▶ **Problem description**: Copy the records word for word, starting at the line that contains "the wood grain" and running through the end of the records.

▬▬▬▬▬▬▬▬▬▬

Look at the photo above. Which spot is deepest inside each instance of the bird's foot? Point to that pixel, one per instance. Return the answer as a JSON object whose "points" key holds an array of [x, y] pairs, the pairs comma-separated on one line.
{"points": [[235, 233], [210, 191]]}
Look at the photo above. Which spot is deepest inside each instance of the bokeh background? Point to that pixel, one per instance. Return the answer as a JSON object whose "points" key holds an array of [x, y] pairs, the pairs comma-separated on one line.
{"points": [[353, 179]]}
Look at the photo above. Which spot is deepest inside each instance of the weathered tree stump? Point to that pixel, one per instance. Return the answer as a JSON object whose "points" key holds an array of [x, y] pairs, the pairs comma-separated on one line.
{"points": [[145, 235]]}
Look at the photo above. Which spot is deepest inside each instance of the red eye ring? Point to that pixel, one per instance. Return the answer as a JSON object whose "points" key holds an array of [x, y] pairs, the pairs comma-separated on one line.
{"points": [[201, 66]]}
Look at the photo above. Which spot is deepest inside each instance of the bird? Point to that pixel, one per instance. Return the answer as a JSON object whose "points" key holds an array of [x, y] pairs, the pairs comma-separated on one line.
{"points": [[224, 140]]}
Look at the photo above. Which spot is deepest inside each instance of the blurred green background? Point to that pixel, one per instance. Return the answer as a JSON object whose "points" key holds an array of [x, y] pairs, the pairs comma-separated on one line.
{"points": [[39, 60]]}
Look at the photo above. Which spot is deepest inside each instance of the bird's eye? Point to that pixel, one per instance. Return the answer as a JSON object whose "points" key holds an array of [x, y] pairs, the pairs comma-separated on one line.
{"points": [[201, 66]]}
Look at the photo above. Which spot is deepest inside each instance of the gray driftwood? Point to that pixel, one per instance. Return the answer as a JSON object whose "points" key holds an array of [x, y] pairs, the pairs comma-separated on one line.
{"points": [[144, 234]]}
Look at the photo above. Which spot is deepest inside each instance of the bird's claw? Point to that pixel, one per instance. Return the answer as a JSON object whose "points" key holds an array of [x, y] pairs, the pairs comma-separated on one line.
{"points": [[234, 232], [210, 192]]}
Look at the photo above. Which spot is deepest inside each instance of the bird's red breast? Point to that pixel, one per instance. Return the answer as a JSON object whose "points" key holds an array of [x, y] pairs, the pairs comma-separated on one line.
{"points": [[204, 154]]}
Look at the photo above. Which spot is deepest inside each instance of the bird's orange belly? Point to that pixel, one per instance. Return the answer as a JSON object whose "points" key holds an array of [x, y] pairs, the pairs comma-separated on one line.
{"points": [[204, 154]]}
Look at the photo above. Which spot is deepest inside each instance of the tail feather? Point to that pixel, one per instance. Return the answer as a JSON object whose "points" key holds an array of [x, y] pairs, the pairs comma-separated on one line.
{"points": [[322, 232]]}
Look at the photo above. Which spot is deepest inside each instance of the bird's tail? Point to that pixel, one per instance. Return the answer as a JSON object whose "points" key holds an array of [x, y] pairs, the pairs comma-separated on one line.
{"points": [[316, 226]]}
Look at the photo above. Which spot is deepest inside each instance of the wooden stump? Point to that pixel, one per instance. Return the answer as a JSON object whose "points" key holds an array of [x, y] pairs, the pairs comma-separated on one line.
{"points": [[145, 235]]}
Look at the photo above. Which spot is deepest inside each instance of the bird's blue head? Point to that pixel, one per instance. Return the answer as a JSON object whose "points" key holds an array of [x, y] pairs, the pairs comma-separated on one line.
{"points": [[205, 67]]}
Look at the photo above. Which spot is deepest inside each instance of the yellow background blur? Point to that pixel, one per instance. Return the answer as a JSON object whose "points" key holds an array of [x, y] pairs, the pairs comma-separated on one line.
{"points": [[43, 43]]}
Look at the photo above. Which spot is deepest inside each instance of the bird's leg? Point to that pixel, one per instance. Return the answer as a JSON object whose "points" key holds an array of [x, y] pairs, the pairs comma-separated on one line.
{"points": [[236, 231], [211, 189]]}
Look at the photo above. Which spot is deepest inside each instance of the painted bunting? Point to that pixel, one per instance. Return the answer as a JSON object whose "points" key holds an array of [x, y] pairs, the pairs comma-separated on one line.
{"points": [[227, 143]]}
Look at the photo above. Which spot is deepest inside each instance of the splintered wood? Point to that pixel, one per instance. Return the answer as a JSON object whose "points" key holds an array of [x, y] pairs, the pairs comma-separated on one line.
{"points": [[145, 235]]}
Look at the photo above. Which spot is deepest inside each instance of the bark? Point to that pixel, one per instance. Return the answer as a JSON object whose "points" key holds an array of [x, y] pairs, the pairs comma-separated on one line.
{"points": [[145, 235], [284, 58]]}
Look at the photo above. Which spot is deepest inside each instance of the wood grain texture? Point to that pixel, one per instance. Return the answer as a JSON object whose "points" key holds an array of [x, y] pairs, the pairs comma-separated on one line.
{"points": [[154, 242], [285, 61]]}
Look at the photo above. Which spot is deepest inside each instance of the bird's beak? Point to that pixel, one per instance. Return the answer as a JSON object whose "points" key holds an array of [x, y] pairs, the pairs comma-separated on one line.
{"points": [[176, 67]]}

▬▬▬▬▬▬▬▬▬▬

▶ **Output**:
Look at the photo above. Which spot is deepest inside each instance of the wood grain texture? Point to that pixel, one per instance. Return the answer as a JSON object whose "points" key holds an array of [x, y] pairs, the pairs comma-separated on one line.
{"points": [[154, 242], [285, 61]]}
Look at the photo above. Which spot is deepest inside each instance of the bird's beak? Point to that pixel, one per instance. Return the answer as a JSON object whose "points" key holds an array of [x, y] pairs, the pairs comma-separated on one line.
{"points": [[176, 67]]}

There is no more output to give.